» Written instruction 1
In the forum thread on drafting, what reason does jefmcg give for not wanting someone riding right behind?
» Written instruction 2
Write the next part of the forum thread on drafting behind other cyclists, starting after its last line.

=== Excerpt provided ===

But my serious cycling rarely, if ever, involves drafting of any sort, either as drafter or draftee.


----------



## Venod (20 Apr 2017)

YukonBoy said:


> Not at all, but you don't jump on strangers wheels without asking. If they say no, then you don't jump on their wheels either. Not everyone is comfortable with a tired stranger a few inches behind their back wheel.



Isn't that the point of this thread, why would you be so snobish to deny someone a wheel, your a cyclist I'm a cyclist we are in general a friendly lot, lets keep it that way.


----------



## mjr (20 Apr 2017)

YukonBoy said:


> You'll get better if you continue to push into the wind by yourself. Just think of the wind as an asset to improve your fitness rather than using strangers wheels.


Why do you think @Afnug can get any better? @Afnug is already AWESOME 



Dogtrousers said:


> But my serious cycling rarely, if ever, involves drafting of any sort, either as drafter or draftee.


You still cycling near FU City, then?


----------



## Blue Hills (20 Apr 2017)

Said it before and was knocked down a bit, but i have the impression that up north (or at least the bit of it I know well) the ratio of amiable/broad minded/we are all cyclists together racers is higher than down south.


----------



## Venod (20 Apr 2017)

Blue Hills said:


> Said it before and was knocked down a bit, but i have the impression that up north (or at least the bit of it I know well) the ratio of amiable/broad minded/we are all cyclists together is higher than down south.



I hope you don't mind I have edited your post.


----------



## jefmcg (20 Apr 2017)

Afnug said:


> Isn't that the point of this thread, why would you be so snobish to deny someone a wheel, your a cyclist I'm a cyclist we are in general a friendly lot, lets keep it that way.


I am still mystified why, if everyone is so friendly, you can't just say the words "do you mind if sit on your wheel for a while?"

And by the way, saying no does not mean they are snobby. I just don't like riding in a pack. I don't like staring at someone's arse when I could be looking at the road ahead, or the scenery around me. And I don't like someone on my arse, because my nose runs constantly when I am cycling, and fumbling for tissues or snot rockets are conducive to a safe pack. And in the middle of a pack? That is hell to me.

Riding with others I can enjoy, just not in a peloton.

And proof that I am not a snob, these were my handlebars yesterday.


----------



## Venod (20 Apr 2017)

jefmcg said:


> And proof that I am not a snob, these were my handlebars yesterday.

=== Data segment ===

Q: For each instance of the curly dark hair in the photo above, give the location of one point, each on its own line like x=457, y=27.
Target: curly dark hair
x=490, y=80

===

» Output 1
jefmcg's nose runs constantly while cycling.

» Output 2
Thats not proof of your snobish status, you could just be a scruffy snob.


----------



## jefmcg (20 Apr 2017)

Afnug said:


> scruffy


Snob


----------



## Ming the Merciless (20 Apr 2017)

Afnug said:


> Isn't that the point of this thread, why would you be so snobish to deny someone a wheel, your a cyclist I'm a cyclist we are in general a friendly lot, lets keep it that way.



Nothing to do with Snobbish behaviour. Like Jefmc I don't want someone up my arse and I don't want to be looking at someone else's. Not everyone likes riding in peloton formation and that should be respected.


----------



## mjr (20 Apr 2017)

YukonBoy said:


> Nothing to do with Snobbish behaviour. Like Jefmc I don't want someone up my arse and I don't want to be looking at someone else's. Not everyone likes riding in peloton formation and that should be respected.


Drafting doesn't need to be "someone up my arse" or "in peloton formation". Skip forwards to 3min for the surprising result that there's still benefit within 10m or so:

View: https://www.youtube.com/watch?v=-c8kM3aA_EE


----------



## Ming the Merciless (20 Apr 2017)

Someone who jumps on your wheel because they are tired is not going to be sitting back 10m off your wheel.


----------



## mustang1 (20 Apr 2017)

I don't even go to bike shops that sell hybrids.


----------



## mjr (20 Apr 2017)

YukonBoy said:


> Someone who jumps on your wheel because they are tired is not going to be sitting back 10m off your wheel.


I aim for 8m unless they've got disc brakes  If they've got typical dual-pivot calipers, I'm going to outbrake them by more than enough, even in an emergency stop.


----------



## Venod (20 Apr 2017)

YukonBoy said:


> Nothing to do with Snobbish behaviour. Like Jefmc I don't want someone up my arse and I don't want to be looking at someone else's. Not everyone likes riding in peloton formation and that should be respected.



Then I would respect your wishes and not sit on your wheel and obviously you would not sit on mine, but in all my years of cycling (considerable) I have yet to be told not ride on a wheel and have never stopped someone taking mine.


----------



## Nigelnaturist (21 Apr 2017)

Afnug said:


> Yes your right, but my days of improving are long gone, sometimes a little help is appreciated and most cyclists will help someone struggling.


Just backing up what @mjr said, you really should see @Afnug stats.
To the subject of snobbery it happens in in areas photography is quite bad, I have one bike and it does all i need it to do.


----------



## Blue Hills (21 Apr 2017)

Afnug said:


> I hope you don't mind I have edited your post.


Thanks for politely asking. Why did you edit out the 'racers"? It was central to what I meant - that very often even the perfectly turned out folk on lightweight mean machines give you the nod. I well remember getting it once when out and about on my ramshakle overloaded hybrid, not even the "proper" tourer.


----------



## Blue Hills (21 Apr 2017)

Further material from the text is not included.